##### PASSAGE

One could spend a lifetime studying all the nuances that go into making up evolution and barely scratch the surface; from biology to genetics to molecular chemistry to astrophysics, and everything in-between. Not wishing to use up the years I have left in this lifetime without ever building another robot, I believe a quick overview and some ground "rules" (understandings) will suffice quite nicely. Of course, like the robot, my understanding of what should come next will also evolve along this process.

Given the subject of evolution as it relates to robotics, a *MUST* read for anyone and everyone is Crabs Take Over the Island by Anatoly Dnieprov published as part of Russian Science Fiction 1969. The premise used in the story is one that would be the best method of evolving a robot, i.e. Natural Selection. For our purposes, natural selection is a process that takes a bit too long to work out. Instead, we will ignore science for this part of the evolutionary process and opt for a more spiritual view by using Intelligent Design. For those less willing to read the above linked wiki articles, I'll be nice enough to provide a brief overview of what I mean.

Natural Selection is the fundamental basis of evolution where members of a species with "good" (desirable) genetic traits are more inclined to survive and produce offspring, versus those that contain "defective" (less desirable) traits. Natural Selection is combined with genetic mutation (the theory that there is no such thing as a perfect copy) to produce evolution. In order for genetic mutation to occur, generations of duplicates must be produced before a visible mutation is generally present (although not always). The Natural Selection part either kills off the duplicates that lack the good mutations or they don't get the chance to breed (Blue-Footed Booby is a good example of how that works).

##########
##### DATASET EXCERPT

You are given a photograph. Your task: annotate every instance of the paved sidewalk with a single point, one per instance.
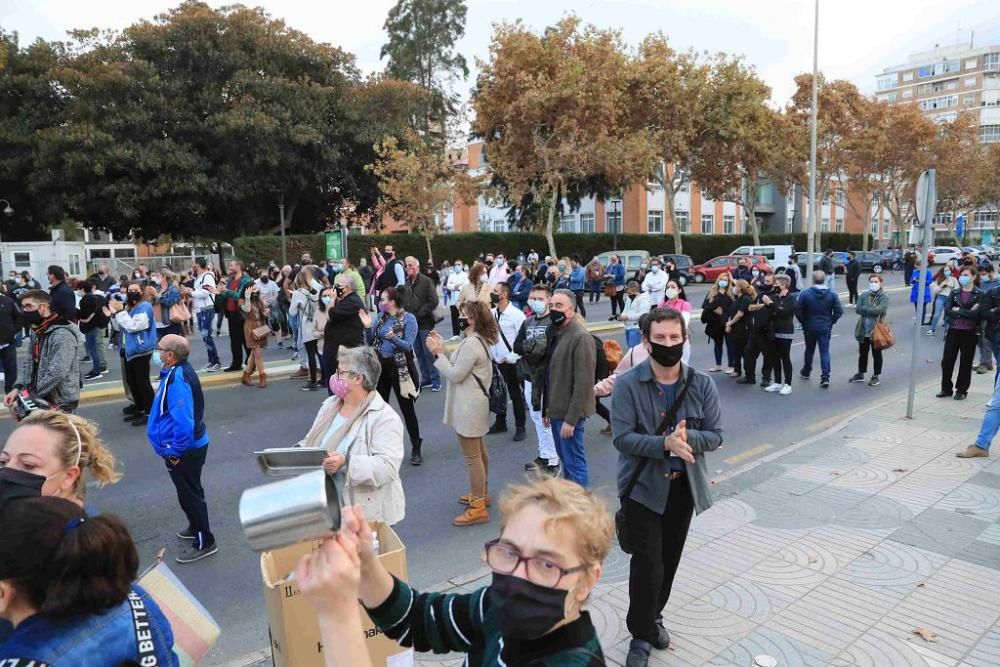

##########

APPLY WHAT YOU READ:
• 1. Put this sentence from the piece on robots and evolution into Spanish: "Natural Selection is combined with genetic mutation (the theory that there is no such thing as a perfect copy) to produce evolution."
• 2. In the piece on robots and evolution, who wrote Crabs Take Over the Island?
• 3. Carry on the piece about evolving robots from its last sentence.
The material has nothing to do with the piece on robots and evolution.

OUTPUTS IN ORDER:
• 1. La selección natural se combina con la mutación genética (la teoría de que no existe tal cosa como una copia perfecta) para producir la evolución.

• 2. Anatoly Dnieprov.

• 3.
Intelligent Design is a spiritual idea that, from a scientific perspective, revolves around the belief that there is no way in hell that all this happened by chance. The odds are just too astronomical, and therefore a divine helping hand must have shaped the creatures of this Earth. Of course it is still a spiritual thing and not really science (hence why I am a Pastafarian), but for the purposes of evolving robotics it will work nicely.

Ideally, a combination of the two theories (I use the word as both a scientific term and a more literal term) would work best, whereby several "models" for each stage of the robotics evolution could be created with testing to see which worked best. Lacking that level of time and funding, I will work under the assumption that the model I create is the best of that generation possible (it really won't be, but this is my blog and I can assume anything I want, so there). That will be our first rule: I am the robotic creator and I know best.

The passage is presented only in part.